Exercise requirements:
Copy exactly every line below, from the first through the one that contains "Category: tree trunk", and skip all pictures.

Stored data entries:
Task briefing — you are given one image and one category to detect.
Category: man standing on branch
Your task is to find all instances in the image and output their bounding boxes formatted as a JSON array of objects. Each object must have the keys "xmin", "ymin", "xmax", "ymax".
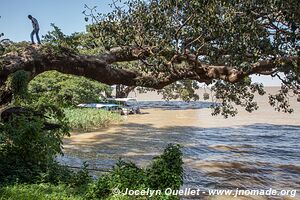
[{"xmin": 28, "ymin": 15, "xmax": 41, "ymax": 45}]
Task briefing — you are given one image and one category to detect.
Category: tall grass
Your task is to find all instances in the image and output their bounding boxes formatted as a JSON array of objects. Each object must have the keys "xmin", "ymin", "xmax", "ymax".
[{"xmin": 64, "ymin": 108, "xmax": 122, "ymax": 132}]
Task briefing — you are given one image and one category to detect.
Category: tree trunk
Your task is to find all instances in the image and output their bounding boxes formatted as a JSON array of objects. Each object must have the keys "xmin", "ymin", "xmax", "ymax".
[{"xmin": 116, "ymin": 85, "xmax": 136, "ymax": 98}]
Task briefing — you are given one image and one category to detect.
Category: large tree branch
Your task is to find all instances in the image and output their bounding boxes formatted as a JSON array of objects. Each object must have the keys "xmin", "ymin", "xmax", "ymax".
[{"xmin": 1, "ymin": 45, "xmax": 299, "ymax": 106}]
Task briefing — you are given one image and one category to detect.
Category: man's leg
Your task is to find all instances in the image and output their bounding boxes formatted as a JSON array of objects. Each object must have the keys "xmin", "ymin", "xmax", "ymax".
[
  {"xmin": 35, "ymin": 29, "xmax": 41, "ymax": 44},
  {"xmin": 30, "ymin": 30, "xmax": 35, "ymax": 44}
]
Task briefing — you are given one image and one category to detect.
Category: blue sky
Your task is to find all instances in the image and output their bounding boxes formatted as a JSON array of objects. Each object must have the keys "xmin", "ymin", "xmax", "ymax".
[
  {"xmin": 0, "ymin": 0, "xmax": 112, "ymax": 41},
  {"xmin": 0, "ymin": 0, "xmax": 281, "ymax": 86}
]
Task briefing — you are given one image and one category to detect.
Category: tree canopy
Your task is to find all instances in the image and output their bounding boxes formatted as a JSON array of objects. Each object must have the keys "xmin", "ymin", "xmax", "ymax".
[
  {"xmin": 29, "ymin": 71, "xmax": 112, "ymax": 107},
  {"xmin": 0, "ymin": 0, "xmax": 299, "ymax": 116}
]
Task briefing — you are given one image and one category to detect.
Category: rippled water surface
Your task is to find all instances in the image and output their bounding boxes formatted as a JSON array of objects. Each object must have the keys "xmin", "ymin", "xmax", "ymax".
[{"xmin": 59, "ymin": 88, "xmax": 300, "ymax": 200}]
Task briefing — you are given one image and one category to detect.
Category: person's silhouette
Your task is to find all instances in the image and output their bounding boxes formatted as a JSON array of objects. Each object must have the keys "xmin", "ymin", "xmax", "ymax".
[{"xmin": 28, "ymin": 15, "xmax": 41, "ymax": 44}]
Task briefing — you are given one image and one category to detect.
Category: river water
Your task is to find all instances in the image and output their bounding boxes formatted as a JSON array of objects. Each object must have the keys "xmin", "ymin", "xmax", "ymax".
[{"xmin": 59, "ymin": 87, "xmax": 300, "ymax": 200}]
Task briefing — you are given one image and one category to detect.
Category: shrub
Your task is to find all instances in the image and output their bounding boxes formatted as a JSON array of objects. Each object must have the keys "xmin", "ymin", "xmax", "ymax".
[
  {"xmin": 86, "ymin": 144, "xmax": 183, "ymax": 200},
  {"xmin": 0, "ymin": 69, "xmax": 72, "ymax": 183},
  {"xmin": 109, "ymin": 160, "xmax": 146, "ymax": 191},
  {"xmin": 37, "ymin": 162, "xmax": 74, "ymax": 185},
  {"xmin": 0, "ymin": 114, "xmax": 68, "ymax": 183},
  {"xmin": 0, "ymin": 143, "xmax": 182, "ymax": 199},
  {"xmin": 38, "ymin": 161, "xmax": 92, "ymax": 196},
  {"xmin": 85, "ymin": 175, "xmax": 111, "ymax": 199},
  {"xmin": 146, "ymin": 144, "xmax": 183, "ymax": 190},
  {"xmin": 68, "ymin": 162, "xmax": 92, "ymax": 188},
  {"xmin": 5, "ymin": 70, "xmax": 30, "ymax": 101}
]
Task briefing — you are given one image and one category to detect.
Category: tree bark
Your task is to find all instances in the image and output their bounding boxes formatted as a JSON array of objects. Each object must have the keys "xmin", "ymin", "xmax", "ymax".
[
  {"xmin": 0, "ymin": 45, "xmax": 299, "ymax": 106},
  {"xmin": 115, "ymin": 85, "xmax": 136, "ymax": 98}
]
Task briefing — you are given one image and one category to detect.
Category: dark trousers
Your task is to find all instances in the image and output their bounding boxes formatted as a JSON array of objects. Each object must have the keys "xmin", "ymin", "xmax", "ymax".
[{"xmin": 30, "ymin": 29, "xmax": 41, "ymax": 44}]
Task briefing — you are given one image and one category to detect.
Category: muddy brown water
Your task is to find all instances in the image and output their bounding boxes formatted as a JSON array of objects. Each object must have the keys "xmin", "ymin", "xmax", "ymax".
[{"xmin": 59, "ymin": 87, "xmax": 300, "ymax": 200}]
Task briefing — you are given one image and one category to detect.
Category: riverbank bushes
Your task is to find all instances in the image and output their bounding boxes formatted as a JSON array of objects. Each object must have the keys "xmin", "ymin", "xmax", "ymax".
[
  {"xmin": 0, "ymin": 110, "xmax": 69, "ymax": 183},
  {"xmin": 0, "ymin": 143, "xmax": 183, "ymax": 200},
  {"xmin": 87, "ymin": 144, "xmax": 183, "ymax": 199}
]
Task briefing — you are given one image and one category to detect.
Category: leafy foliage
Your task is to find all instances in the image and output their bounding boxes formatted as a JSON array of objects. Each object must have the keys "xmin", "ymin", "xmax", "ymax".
[
  {"xmin": 5, "ymin": 70, "xmax": 30, "ymax": 103},
  {"xmin": 43, "ymin": 24, "xmax": 82, "ymax": 52},
  {"xmin": 0, "ymin": 115, "xmax": 68, "ymax": 183},
  {"xmin": 29, "ymin": 71, "xmax": 112, "ymax": 107},
  {"xmin": 2, "ymin": 1, "xmax": 299, "ymax": 116},
  {"xmin": 269, "ymin": 85, "xmax": 294, "ymax": 113},
  {"xmin": 0, "ymin": 16, "xmax": 10, "ymax": 56},
  {"xmin": 0, "ymin": 69, "xmax": 71, "ymax": 183},
  {"xmin": 211, "ymin": 79, "xmax": 266, "ymax": 118},
  {"xmin": 87, "ymin": 144, "xmax": 183, "ymax": 200},
  {"xmin": 85, "ymin": 0, "xmax": 299, "ymax": 63},
  {"xmin": 146, "ymin": 144, "xmax": 183, "ymax": 190},
  {"xmin": 0, "ymin": 33, "xmax": 5, "ymax": 55},
  {"xmin": 0, "ymin": 144, "xmax": 183, "ymax": 200},
  {"xmin": 38, "ymin": 161, "xmax": 92, "ymax": 191},
  {"xmin": 80, "ymin": 0, "xmax": 300, "ymax": 116},
  {"xmin": 154, "ymin": 80, "xmax": 200, "ymax": 102}
]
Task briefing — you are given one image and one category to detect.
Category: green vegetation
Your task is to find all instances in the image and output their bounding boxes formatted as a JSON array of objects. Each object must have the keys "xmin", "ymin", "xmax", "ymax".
[
  {"xmin": 87, "ymin": 144, "xmax": 183, "ymax": 200},
  {"xmin": 3, "ymin": 69, "xmax": 118, "ymax": 131},
  {"xmin": 0, "ymin": 112, "xmax": 69, "ymax": 183},
  {"xmin": 1, "ymin": 1, "xmax": 299, "ymax": 116},
  {"xmin": 0, "ymin": 18, "xmax": 9, "ymax": 55},
  {"xmin": 0, "ymin": 69, "xmax": 182, "ymax": 199},
  {"xmin": 0, "ymin": 184, "xmax": 83, "ymax": 200},
  {"xmin": 2, "ymin": 0, "xmax": 299, "ymax": 199},
  {"xmin": 78, "ymin": 0, "xmax": 299, "ymax": 116},
  {"xmin": 0, "ymin": 144, "xmax": 183, "ymax": 200},
  {"xmin": 64, "ymin": 108, "xmax": 122, "ymax": 132},
  {"xmin": 29, "ymin": 71, "xmax": 112, "ymax": 108},
  {"xmin": 27, "ymin": 71, "xmax": 121, "ymax": 131}
]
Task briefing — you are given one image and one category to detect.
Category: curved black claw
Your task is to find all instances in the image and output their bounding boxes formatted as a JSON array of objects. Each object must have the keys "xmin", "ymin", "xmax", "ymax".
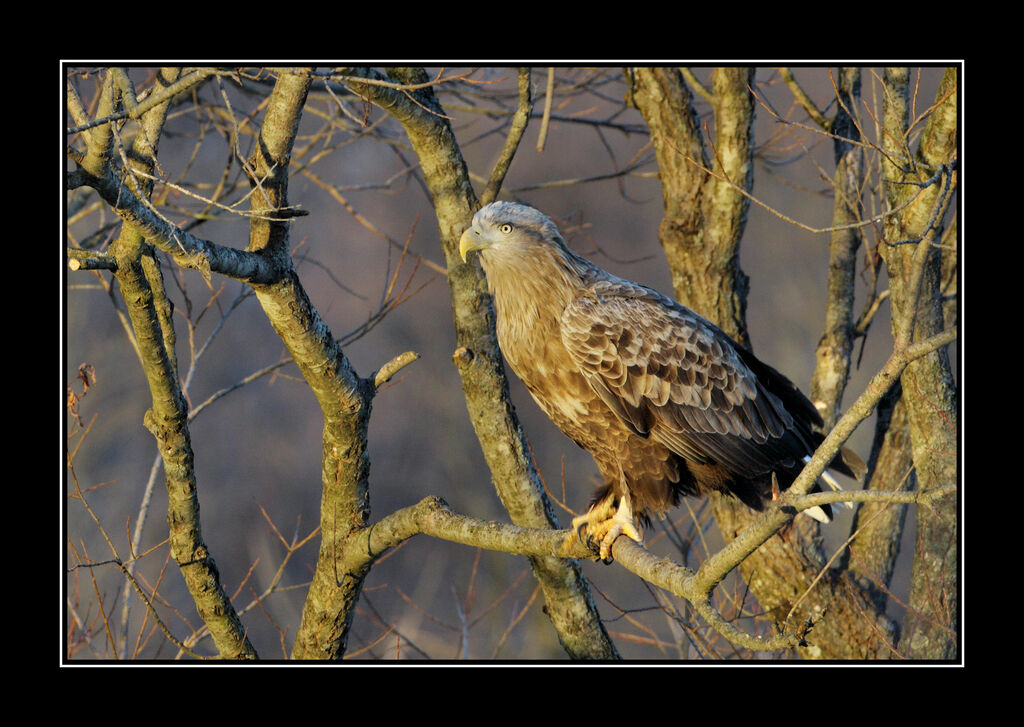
[
  {"xmin": 575, "ymin": 521, "xmax": 588, "ymax": 541},
  {"xmin": 578, "ymin": 529, "xmax": 603, "ymax": 560}
]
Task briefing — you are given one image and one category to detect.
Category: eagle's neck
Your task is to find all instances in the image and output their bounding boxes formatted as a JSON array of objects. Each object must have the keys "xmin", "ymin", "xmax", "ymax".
[{"xmin": 481, "ymin": 244, "xmax": 584, "ymax": 372}]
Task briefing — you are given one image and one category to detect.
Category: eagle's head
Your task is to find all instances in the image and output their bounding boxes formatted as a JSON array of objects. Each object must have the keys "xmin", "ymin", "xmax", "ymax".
[{"xmin": 459, "ymin": 202, "xmax": 567, "ymax": 264}]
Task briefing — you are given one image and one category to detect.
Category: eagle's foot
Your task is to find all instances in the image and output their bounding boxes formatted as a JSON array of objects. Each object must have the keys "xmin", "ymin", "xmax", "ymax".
[{"xmin": 569, "ymin": 494, "xmax": 643, "ymax": 561}]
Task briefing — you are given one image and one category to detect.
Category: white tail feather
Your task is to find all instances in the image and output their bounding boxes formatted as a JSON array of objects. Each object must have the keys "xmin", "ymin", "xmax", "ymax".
[
  {"xmin": 802, "ymin": 455, "xmax": 852, "ymax": 510},
  {"xmin": 804, "ymin": 505, "xmax": 831, "ymax": 523}
]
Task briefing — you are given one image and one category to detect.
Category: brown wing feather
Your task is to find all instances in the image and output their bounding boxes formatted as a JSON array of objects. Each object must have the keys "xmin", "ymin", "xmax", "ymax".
[{"xmin": 560, "ymin": 280, "xmax": 813, "ymax": 481}]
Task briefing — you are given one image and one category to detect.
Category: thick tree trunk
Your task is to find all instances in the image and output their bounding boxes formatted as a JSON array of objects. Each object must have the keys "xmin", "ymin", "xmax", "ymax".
[
  {"xmin": 879, "ymin": 67, "xmax": 958, "ymax": 660},
  {"xmin": 628, "ymin": 66, "xmax": 900, "ymax": 659}
]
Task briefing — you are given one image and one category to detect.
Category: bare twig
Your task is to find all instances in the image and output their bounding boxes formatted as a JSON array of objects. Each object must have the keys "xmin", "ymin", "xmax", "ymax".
[
  {"xmin": 777, "ymin": 67, "xmax": 831, "ymax": 130},
  {"xmin": 535, "ymin": 68, "xmax": 555, "ymax": 152},
  {"xmin": 66, "ymin": 68, "xmax": 221, "ymax": 135},
  {"xmin": 371, "ymin": 351, "xmax": 420, "ymax": 391},
  {"xmin": 480, "ymin": 67, "xmax": 532, "ymax": 206},
  {"xmin": 669, "ymin": 134, "xmax": 946, "ymax": 237}
]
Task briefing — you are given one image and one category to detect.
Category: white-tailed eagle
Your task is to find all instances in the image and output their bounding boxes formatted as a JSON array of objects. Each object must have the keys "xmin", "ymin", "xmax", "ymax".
[{"xmin": 459, "ymin": 202, "xmax": 864, "ymax": 559}]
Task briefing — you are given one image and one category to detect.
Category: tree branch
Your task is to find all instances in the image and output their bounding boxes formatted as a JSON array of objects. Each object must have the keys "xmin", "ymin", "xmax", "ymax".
[
  {"xmin": 372, "ymin": 350, "xmax": 420, "ymax": 390},
  {"xmin": 67, "ymin": 165, "xmax": 281, "ymax": 285},
  {"xmin": 480, "ymin": 67, "xmax": 531, "ymax": 206},
  {"xmin": 340, "ymin": 294, "xmax": 954, "ymax": 658},
  {"xmin": 811, "ymin": 67, "xmax": 862, "ymax": 429},
  {"xmin": 345, "ymin": 65, "xmax": 619, "ymax": 660},
  {"xmin": 96, "ymin": 66, "xmax": 256, "ymax": 659},
  {"xmin": 66, "ymin": 67, "xmax": 221, "ymax": 135},
  {"xmin": 348, "ymin": 479, "xmax": 943, "ymax": 654},
  {"xmin": 879, "ymin": 66, "xmax": 959, "ymax": 660},
  {"xmin": 786, "ymin": 325, "xmax": 958, "ymax": 502},
  {"xmin": 777, "ymin": 67, "xmax": 831, "ymax": 130}
]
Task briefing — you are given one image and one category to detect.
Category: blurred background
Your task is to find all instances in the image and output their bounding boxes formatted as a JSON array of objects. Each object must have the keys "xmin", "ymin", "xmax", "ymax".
[{"xmin": 65, "ymin": 66, "xmax": 947, "ymax": 660}]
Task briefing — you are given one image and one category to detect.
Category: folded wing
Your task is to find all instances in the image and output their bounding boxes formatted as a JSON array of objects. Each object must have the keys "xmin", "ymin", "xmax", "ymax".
[{"xmin": 559, "ymin": 281, "xmax": 817, "ymax": 481}]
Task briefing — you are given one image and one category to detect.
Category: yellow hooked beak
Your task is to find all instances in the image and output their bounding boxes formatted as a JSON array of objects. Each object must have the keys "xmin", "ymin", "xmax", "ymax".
[{"xmin": 459, "ymin": 225, "xmax": 487, "ymax": 262}]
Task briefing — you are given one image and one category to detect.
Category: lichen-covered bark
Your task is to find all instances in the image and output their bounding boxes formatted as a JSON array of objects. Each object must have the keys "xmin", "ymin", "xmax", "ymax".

Exercise output:
Task briefing — you are given one image and one category to detect.
Category: man standing on branch
Your task is to find all instances in the image and output their bounding boxes formatted as a JSON array of objects. Each object must have the keys "xmin", "ymin", "xmax", "ymax".
[{"xmin": 28, "ymin": 15, "xmax": 41, "ymax": 45}]
Task briefing — you are given one image and one category to detect.
Category: tall grass
Your task is to find all instances in the image and output their bounding boxes formatted as a JSON array of objects. Each object must have the keys "xmin", "ymin", "xmax", "ymax".
[{"xmin": 64, "ymin": 108, "xmax": 122, "ymax": 132}]
Task briefing — you are given one image and one category to detect.
Category: tree trunk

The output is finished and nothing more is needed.